STUDY TEXT section start
We are experiencing an epidemic of eating disorders in our country. Eating disorder rates have significantly increased during the pandemic. Hospitals are full and there are long waiting times for inpatient and residential care for eating disorders. In my practice in Raleigh and in Elizabeth’s practice in the Washington, DC area, we have seen an unprecedented number of calls from individuals seeking eating disorders treatment for themselves or their child. We have a long waiting list. We’ve never had a waiting list before.
Need for Eating Disorder Treatment
Because of this increase in need for eating disorder care, individuals are not able to access the eating disorders treatment they need. Parents with children with life threatening eating disorders are desperate to get themselves and their children the help they need. A Michigan study showed that admissions of adolescents with eating disorders have more than doubled over the course of the pandemic. Simone Seitz, Executive Director of Carolina Resource Center for Eating Disorders explains this impact, “As a nonprofit resource and referral organization, Carolina Resource Center for Eating Disorders has definitely felt the significant impacts of the pandemic. When comparing the calls to our Helpline from September 2019-20 to September 2020-21, there has been an alarming increase of 63% in volume. This is in addition to working through the difficulties of more people presenting with (and the rapid onset of) symptoms/behaviors, severity, and connection to care.” We have a crisis and few people are discussing it.
STUDY TEXT section end
EXTRACTED MATERIAL section start
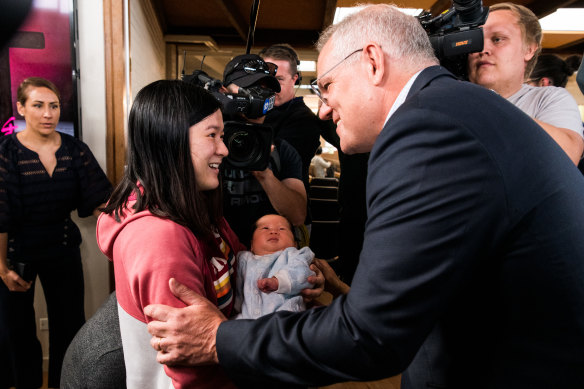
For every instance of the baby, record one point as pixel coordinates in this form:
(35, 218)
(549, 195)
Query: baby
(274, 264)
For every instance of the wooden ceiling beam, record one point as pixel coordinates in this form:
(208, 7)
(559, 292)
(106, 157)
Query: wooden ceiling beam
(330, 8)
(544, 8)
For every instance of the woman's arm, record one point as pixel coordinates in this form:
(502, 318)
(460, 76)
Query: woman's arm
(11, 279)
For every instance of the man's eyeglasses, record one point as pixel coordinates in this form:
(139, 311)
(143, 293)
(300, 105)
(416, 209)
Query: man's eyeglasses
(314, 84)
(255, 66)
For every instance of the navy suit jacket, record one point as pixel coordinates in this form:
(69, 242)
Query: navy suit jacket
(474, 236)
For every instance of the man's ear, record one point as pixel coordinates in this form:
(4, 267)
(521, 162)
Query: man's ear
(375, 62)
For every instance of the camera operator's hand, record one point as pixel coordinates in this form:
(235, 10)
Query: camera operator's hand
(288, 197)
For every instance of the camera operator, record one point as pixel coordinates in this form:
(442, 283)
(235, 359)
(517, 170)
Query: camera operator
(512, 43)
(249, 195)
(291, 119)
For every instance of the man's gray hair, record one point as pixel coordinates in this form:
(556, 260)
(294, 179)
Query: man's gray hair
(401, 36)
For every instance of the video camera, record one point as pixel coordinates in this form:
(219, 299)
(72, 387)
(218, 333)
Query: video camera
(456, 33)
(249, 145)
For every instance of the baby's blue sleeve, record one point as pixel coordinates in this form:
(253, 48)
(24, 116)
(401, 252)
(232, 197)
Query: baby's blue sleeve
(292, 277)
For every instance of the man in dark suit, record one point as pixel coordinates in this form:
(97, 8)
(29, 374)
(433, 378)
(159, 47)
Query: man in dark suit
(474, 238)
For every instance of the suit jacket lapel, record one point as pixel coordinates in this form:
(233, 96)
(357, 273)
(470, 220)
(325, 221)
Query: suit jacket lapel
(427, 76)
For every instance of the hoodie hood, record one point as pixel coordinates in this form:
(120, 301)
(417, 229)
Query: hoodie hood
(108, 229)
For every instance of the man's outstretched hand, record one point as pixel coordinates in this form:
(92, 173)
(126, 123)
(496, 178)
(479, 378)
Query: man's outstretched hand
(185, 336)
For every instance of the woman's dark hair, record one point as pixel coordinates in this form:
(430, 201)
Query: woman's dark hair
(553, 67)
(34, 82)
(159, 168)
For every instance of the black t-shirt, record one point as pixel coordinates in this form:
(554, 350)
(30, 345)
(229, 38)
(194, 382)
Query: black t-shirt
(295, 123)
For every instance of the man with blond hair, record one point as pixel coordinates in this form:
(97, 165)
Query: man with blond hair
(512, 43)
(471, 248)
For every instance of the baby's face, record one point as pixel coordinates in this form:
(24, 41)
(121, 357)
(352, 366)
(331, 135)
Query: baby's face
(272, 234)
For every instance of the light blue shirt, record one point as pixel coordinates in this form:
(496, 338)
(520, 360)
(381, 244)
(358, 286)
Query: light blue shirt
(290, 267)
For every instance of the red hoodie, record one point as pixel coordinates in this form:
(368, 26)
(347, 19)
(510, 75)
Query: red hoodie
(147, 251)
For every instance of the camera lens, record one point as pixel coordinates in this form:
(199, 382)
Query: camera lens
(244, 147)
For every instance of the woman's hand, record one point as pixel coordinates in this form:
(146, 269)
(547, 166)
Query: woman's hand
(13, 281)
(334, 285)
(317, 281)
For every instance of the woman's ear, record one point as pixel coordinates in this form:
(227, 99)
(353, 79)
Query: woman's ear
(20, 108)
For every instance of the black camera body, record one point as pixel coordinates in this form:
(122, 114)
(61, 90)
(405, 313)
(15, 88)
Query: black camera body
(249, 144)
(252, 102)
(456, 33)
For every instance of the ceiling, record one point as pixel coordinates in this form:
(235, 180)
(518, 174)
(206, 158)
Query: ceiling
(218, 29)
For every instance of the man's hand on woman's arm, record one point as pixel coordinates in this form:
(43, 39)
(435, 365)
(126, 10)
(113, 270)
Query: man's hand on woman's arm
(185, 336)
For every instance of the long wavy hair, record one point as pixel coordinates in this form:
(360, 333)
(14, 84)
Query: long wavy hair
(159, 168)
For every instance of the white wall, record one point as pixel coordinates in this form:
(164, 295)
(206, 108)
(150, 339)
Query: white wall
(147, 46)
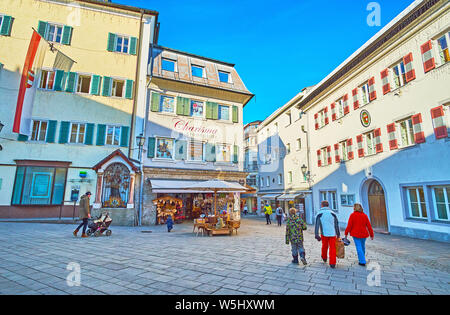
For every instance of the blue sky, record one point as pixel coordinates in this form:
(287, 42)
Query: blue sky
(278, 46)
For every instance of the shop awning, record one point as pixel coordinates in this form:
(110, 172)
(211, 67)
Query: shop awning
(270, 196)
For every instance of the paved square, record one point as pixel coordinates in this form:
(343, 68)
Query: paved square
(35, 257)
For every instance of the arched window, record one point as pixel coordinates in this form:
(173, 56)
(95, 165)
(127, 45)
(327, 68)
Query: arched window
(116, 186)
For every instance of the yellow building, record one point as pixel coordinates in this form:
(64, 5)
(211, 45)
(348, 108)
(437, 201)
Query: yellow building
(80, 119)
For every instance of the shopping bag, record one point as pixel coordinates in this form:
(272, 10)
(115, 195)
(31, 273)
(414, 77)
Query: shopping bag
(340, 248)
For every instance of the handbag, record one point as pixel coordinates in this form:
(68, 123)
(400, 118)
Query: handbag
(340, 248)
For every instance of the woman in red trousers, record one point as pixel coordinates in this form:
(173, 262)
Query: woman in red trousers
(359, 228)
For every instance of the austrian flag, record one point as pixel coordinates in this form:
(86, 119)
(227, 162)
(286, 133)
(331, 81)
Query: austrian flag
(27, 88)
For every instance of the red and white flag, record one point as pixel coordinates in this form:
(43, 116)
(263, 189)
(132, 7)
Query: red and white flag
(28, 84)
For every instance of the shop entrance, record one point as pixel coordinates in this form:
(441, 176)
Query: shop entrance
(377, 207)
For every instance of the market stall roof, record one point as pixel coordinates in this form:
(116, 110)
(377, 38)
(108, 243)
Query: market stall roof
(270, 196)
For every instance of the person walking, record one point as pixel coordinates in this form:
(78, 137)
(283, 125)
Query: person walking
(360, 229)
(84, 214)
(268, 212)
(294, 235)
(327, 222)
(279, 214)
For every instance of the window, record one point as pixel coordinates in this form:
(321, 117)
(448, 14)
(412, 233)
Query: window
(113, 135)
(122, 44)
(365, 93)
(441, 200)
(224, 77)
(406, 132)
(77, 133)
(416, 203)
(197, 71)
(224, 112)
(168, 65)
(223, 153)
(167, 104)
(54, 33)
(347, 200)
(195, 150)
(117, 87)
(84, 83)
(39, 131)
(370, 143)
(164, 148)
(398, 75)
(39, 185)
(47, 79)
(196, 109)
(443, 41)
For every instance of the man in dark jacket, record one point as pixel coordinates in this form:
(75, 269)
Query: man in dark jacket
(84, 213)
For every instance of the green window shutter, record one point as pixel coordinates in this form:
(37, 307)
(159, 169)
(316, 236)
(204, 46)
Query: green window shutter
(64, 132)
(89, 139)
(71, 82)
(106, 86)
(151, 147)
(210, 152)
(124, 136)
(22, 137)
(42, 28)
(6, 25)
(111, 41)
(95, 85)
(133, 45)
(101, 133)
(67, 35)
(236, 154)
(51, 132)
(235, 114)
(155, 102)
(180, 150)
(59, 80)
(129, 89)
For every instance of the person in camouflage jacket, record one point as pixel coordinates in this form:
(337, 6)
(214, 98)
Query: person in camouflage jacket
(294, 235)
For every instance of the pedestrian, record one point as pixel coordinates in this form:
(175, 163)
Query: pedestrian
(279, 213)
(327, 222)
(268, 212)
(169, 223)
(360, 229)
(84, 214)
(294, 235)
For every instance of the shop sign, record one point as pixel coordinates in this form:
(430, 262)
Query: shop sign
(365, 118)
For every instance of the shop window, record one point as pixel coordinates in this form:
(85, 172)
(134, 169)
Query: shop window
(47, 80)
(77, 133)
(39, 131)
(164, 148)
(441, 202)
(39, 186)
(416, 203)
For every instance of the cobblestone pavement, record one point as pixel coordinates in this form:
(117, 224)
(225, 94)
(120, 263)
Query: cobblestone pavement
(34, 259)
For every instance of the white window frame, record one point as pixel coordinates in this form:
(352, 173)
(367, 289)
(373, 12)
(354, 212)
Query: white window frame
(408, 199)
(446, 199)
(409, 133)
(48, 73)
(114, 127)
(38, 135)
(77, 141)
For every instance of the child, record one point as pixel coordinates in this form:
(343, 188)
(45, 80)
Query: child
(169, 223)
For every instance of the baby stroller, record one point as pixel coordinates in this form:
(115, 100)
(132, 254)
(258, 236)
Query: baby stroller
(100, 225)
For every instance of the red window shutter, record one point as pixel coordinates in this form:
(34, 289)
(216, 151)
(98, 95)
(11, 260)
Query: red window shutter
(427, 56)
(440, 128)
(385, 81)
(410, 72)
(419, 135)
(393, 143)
EXTRACTED MATERIAL section end
EXTRACTED MATERIAL section start
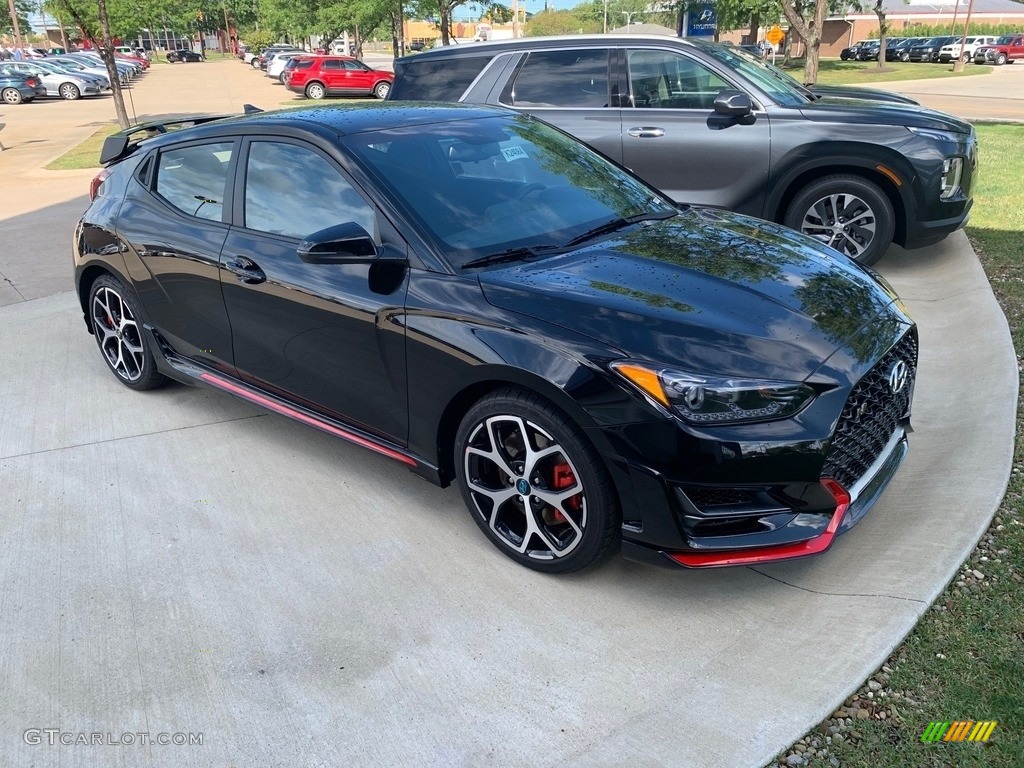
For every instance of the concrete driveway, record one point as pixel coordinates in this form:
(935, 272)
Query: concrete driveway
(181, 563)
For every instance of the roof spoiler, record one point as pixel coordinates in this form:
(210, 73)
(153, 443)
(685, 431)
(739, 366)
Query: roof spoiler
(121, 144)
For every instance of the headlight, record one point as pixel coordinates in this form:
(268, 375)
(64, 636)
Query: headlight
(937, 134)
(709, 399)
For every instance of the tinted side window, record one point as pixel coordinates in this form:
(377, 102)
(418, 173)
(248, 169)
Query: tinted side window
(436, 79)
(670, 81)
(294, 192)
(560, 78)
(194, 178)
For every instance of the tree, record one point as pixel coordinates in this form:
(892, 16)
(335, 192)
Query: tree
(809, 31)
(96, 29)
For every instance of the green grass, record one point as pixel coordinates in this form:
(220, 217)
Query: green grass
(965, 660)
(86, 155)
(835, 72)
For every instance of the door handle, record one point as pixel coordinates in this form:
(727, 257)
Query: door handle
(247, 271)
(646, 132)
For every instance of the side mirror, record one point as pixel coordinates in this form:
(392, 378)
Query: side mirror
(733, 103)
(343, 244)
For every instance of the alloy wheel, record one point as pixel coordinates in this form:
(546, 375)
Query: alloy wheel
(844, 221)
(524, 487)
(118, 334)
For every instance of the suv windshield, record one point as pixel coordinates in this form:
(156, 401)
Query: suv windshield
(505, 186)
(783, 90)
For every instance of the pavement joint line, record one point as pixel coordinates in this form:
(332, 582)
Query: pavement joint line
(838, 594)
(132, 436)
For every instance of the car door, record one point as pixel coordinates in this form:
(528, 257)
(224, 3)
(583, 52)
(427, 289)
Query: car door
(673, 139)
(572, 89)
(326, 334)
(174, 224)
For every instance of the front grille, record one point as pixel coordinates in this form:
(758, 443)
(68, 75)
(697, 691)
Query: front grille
EXTRACTED MATERIAL section end
EXTRACTED MATERIAL section start
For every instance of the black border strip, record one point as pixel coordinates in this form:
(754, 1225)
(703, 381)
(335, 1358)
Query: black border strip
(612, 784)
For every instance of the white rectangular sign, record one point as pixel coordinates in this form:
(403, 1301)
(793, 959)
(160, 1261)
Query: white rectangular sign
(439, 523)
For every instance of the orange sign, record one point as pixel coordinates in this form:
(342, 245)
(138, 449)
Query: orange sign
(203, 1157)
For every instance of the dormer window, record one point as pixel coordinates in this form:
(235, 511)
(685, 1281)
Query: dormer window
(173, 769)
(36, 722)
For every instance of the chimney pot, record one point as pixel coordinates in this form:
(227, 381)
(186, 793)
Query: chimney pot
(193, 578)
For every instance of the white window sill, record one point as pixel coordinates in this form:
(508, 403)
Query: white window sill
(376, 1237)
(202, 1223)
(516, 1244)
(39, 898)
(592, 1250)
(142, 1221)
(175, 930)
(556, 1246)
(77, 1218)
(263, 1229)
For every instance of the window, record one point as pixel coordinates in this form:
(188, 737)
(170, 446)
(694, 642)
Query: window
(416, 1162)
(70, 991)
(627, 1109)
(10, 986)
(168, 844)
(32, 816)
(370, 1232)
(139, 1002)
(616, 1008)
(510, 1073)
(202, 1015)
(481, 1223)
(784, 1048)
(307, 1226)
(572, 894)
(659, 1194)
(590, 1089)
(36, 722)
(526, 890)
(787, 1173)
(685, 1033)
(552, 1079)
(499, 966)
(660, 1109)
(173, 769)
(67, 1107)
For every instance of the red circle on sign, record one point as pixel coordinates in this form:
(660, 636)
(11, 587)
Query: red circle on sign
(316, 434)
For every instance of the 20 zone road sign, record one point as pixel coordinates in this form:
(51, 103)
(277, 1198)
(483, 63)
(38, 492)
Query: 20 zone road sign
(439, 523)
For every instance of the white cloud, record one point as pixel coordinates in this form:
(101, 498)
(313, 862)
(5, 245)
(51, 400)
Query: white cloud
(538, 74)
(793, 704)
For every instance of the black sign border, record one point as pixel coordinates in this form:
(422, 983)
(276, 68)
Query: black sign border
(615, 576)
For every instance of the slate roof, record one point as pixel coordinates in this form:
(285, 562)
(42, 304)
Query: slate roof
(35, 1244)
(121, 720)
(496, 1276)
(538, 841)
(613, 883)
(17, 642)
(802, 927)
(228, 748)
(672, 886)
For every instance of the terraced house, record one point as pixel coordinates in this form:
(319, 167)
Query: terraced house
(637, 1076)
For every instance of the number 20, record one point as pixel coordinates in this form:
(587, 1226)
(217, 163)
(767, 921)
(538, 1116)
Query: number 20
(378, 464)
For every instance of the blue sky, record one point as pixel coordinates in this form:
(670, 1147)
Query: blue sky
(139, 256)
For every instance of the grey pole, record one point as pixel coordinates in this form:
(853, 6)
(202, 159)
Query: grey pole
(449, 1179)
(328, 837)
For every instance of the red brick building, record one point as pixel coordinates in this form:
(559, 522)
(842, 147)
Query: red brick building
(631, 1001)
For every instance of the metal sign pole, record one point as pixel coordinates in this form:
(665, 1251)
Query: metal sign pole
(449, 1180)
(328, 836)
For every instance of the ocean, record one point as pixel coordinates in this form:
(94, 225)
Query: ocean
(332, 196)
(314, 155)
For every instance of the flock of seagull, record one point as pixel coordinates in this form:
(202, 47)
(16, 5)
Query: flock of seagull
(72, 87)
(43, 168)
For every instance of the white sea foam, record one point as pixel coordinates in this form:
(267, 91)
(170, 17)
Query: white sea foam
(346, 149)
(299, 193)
EXTRACTED MATERIAL section end
-- TASK INSTRUCTIONS --
1. Using the eating disorders text, write out the passage from "We are experiencing" up to and including "waiting list before.".
2. Please rewrite the paragraph of the eating disorders text that begins "Because of this increase in need" as a bulleted list, keeping its main facts.
3. Answer these questions from the eating disorders text, marking each answer with the matching letter.
(a) In which two places are the practices mentioned in the first paragraph located?
(b) What did the Michigan study show?
(c) By what percentage did Helpline call volume increase?

-- LIST OF SOLUTIONS --
1.
We are experiencing an epidemic of eating disorders in our country. Eating disorder rates have significantly increased during the pandemic. Hospitals are full and there are long waiting times for inpatient and residential care for eating disorders. In my practice in Raleigh and in Elizabeth’s practice in the Washington, DC area, we have seen an unprecedented number of calls from individuals seeking eating disorders treatment for themselves or their child. We have a long waiting list. We’ve never had a waiting list before.

2.
- Because of the increased need, individuals cannot access the eating disorders treatment they need.
- Parents of children with life-threatening eating disorders are desperate to get help for themselves and their children.
- A Michigan study showed that admissions of adolescents with eating disorders more than doubled over the course of the pandemic.
- Simone Seitz, Executive Director of Carolina Resource Center for Eating Disorders, says the nonprofit has felt significant impacts from the pandemic.
- Calls to its Helpline rose 63% in volume from September 2019-20 to September 2020-21.
- The organization is also working through the difficulties of more people presenting with symptoms and behaviors, including their rapid onset, their severity, and connection to care.
- There is a crisis, and few people are discussing it.

3.
(a) Raleigh and the Washington, DC area.
(b) Admissions of adolescents with eating disorders more than doubled over the course of the pandemic.
(c) 63%.